_SET EXERCISE:_
In the lines below, substitute "rocky shore" for every occurrence of "pebble beach" and keep everything else unchanged. Omit the pictures from the reproduced lines.
--*--
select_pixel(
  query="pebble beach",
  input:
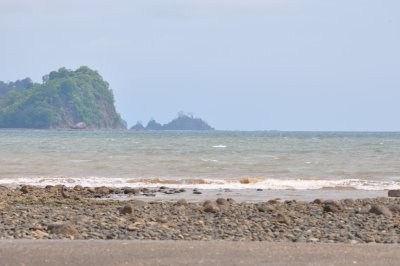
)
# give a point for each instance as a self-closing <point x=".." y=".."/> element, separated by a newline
<point x="59" y="212"/>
--*--
_CORRECT RESPONSE:_
select_pixel(
  query="rocky shore",
  input:
)
# give a point for each instance as a self-closing <point x=".." y=".."/> element, separated by a newline
<point x="59" y="212"/>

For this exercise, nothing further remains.